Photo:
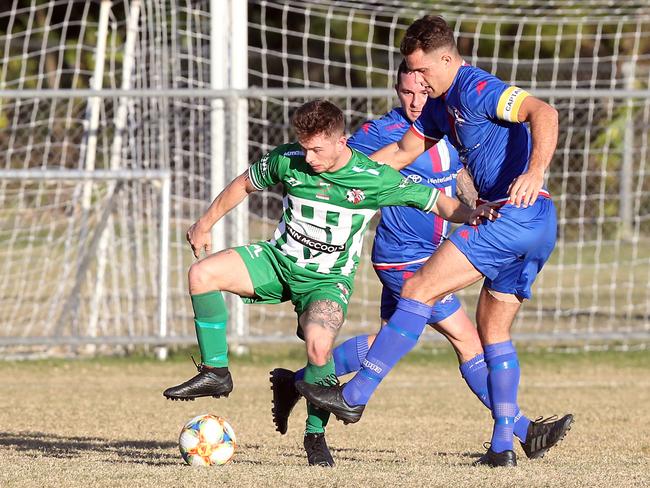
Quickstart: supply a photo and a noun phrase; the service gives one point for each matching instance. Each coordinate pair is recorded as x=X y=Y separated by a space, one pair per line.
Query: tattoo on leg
x=326 y=314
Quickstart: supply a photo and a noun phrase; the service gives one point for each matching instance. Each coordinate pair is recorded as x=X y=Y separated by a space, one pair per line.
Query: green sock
x=210 y=316
x=317 y=418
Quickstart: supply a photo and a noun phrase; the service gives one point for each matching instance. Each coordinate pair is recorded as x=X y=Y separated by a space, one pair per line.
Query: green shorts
x=277 y=279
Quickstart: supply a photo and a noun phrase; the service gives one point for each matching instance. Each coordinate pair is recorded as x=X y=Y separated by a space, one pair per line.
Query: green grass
x=104 y=423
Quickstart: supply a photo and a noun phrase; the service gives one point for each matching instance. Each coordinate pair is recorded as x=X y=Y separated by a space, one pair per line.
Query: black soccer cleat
x=318 y=454
x=285 y=397
x=543 y=434
x=206 y=383
x=330 y=398
x=497 y=459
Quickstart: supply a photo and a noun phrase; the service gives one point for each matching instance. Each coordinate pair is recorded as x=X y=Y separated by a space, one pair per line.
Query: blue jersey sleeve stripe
x=253 y=177
x=432 y=200
x=421 y=135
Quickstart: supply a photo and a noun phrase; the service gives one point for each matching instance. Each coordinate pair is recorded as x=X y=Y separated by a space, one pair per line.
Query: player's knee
x=200 y=278
x=410 y=288
x=318 y=353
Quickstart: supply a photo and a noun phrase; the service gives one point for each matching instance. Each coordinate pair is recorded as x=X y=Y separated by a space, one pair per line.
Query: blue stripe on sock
x=513 y=363
x=369 y=375
x=498 y=349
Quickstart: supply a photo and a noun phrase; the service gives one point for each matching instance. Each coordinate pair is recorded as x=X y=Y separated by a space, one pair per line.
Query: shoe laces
x=547 y=420
x=329 y=380
x=543 y=425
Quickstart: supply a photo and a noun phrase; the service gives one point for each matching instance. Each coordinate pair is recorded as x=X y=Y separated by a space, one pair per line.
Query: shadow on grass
x=40 y=444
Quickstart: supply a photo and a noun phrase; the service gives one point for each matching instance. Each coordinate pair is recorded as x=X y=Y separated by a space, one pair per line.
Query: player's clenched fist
x=486 y=211
x=199 y=238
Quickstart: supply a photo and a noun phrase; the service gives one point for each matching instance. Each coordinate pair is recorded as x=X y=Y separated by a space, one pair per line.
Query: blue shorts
x=393 y=279
x=512 y=250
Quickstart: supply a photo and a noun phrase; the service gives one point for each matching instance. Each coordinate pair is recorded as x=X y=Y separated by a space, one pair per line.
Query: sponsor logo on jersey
x=397 y=125
x=293 y=182
x=406 y=182
x=343 y=288
x=440 y=180
x=414 y=178
x=355 y=196
x=313 y=243
x=294 y=153
x=325 y=188
x=372 y=171
x=254 y=250
x=455 y=113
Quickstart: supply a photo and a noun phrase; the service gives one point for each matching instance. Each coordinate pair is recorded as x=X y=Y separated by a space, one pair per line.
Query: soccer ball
x=207 y=440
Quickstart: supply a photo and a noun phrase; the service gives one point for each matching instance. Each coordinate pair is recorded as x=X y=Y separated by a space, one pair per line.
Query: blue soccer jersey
x=479 y=116
x=406 y=235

◆ ◆ ◆ ◆

WHAT IS BEING ASKED: Please turn all of the material above into a two-column CSV with the headers text and points. Give one row for each text paired with its points, put each field in quotes, replace line breaks with spaces, and leave the pictures out.

FINAL RESULT:
text,points
"Photo: Quickstart: supply a photo and a noun phrase; the service gives one point for each matching instance. Each coordinate pair is recorded as x=X y=Y separated by a space, one pair per line. Query: tattoo on leg","x=326 y=314"
"Quickstart: supply a photo and a noun phrase; the service gives one point for each matching instance. Each coordinate pair is recorded as x=X y=Y separated by a space, one pair per line. Query: green sock","x=210 y=316 x=317 y=418"
"Quickstart: supply a photo and a noun phrase; the service gives one point for each matching instance. Each coordinate pair is recorded as x=X y=Y separated by a space, one pair per line. Query: green shorts","x=277 y=279"
"Quickstart: supply a photo and a noun phrase; the service gives one point for each matching instance. Each coordinate pair is recorded as x=X y=Y separated by a space, one pair per line. Query: green grass","x=104 y=423"
"Quickstart: supply a photo and a noun phrase; the service gives one point for each matching instance. Each coordinate pair is recorded as x=X y=Y separated by a space, one pair per line. Query: black soccer cleat","x=318 y=454 x=285 y=397 x=543 y=434 x=206 y=383 x=330 y=398 x=497 y=459"
"Quickstart: supply a photo and a noun phrase; the service gives one point for each matching instance. Each coordinate pair is recorded as x=X y=Y separated by a space, one pair per line. Query: blue jersey sleeve stripe","x=253 y=177 x=432 y=200 x=421 y=135"
"Quickstart: supply a photo and a noun phrase; the service gives one point for each matching instance. Each coordinate pair is recorded as x=X y=Y separated by a space, one pair per line. Query: player's knee","x=200 y=278 x=410 y=288 x=318 y=353"
"Quickstart: supply a photo and a noun phrase; the service gives one point for each matching instance. Each coordinate pair is recorded as x=X y=Y separated by a space, one pair per line. Query: blue stripe on sock","x=513 y=363 x=369 y=375 x=498 y=349"
"Quickstart: supply a photo and a noun phrase; the service gives one point for each matching instance. Each coordinate pair is recorded as x=X y=Y separated by a space, one pair per line. Query: shoe laces","x=547 y=420 x=329 y=380 x=543 y=425"
"Quickstart: supply a photo and a noun phrase; the service gives one point for each matching instance. Each coordinate pair is recorded as x=X y=Y separated by a space, one pair per line. Query: shadow on grass","x=40 y=444"
"Quickstart: supply a photo and a noun phrase; the service gives one point for each matching instance. Each coordinate pair is recorded as x=X y=Y separated by a space, one pair per line. Query: player's clenched fist","x=486 y=211 x=199 y=238"
"Quickstart: supply a photo and a noun phrase; the service gives one point for each matching instance. Each coordinate pair is recorded as x=X y=Y separated by a space, one pair per line. Query: blue shorts","x=393 y=279 x=512 y=250"
"Quickstart: supply a photo and a noun phrase; the service gives one point for each matching instance. Each coordinate pair is recorded as x=X y=Y separated by a space, one pair per line. Query: sponsor logo on jersey","x=397 y=125 x=293 y=182 x=406 y=182 x=343 y=288 x=440 y=180 x=414 y=178 x=355 y=196 x=313 y=243 x=294 y=153 x=325 y=188 x=372 y=171 x=254 y=250 x=455 y=113"
"Quickstart: supply a photo and a noun phrase; the service gives one point for each matching instance. Each coordinate pair is recorded as x=X y=Y separated by a space, one pair per line. Query: soccer ball","x=207 y=440"
"Quickstart: supply a photo and a noun phrase; the service gives one point for each matching instance. Each coordinate pair is recorded as x=X y=Y separated by a space, one pair per line. Query: blue soccer jersey","x=479 y=116 x=406 y=235"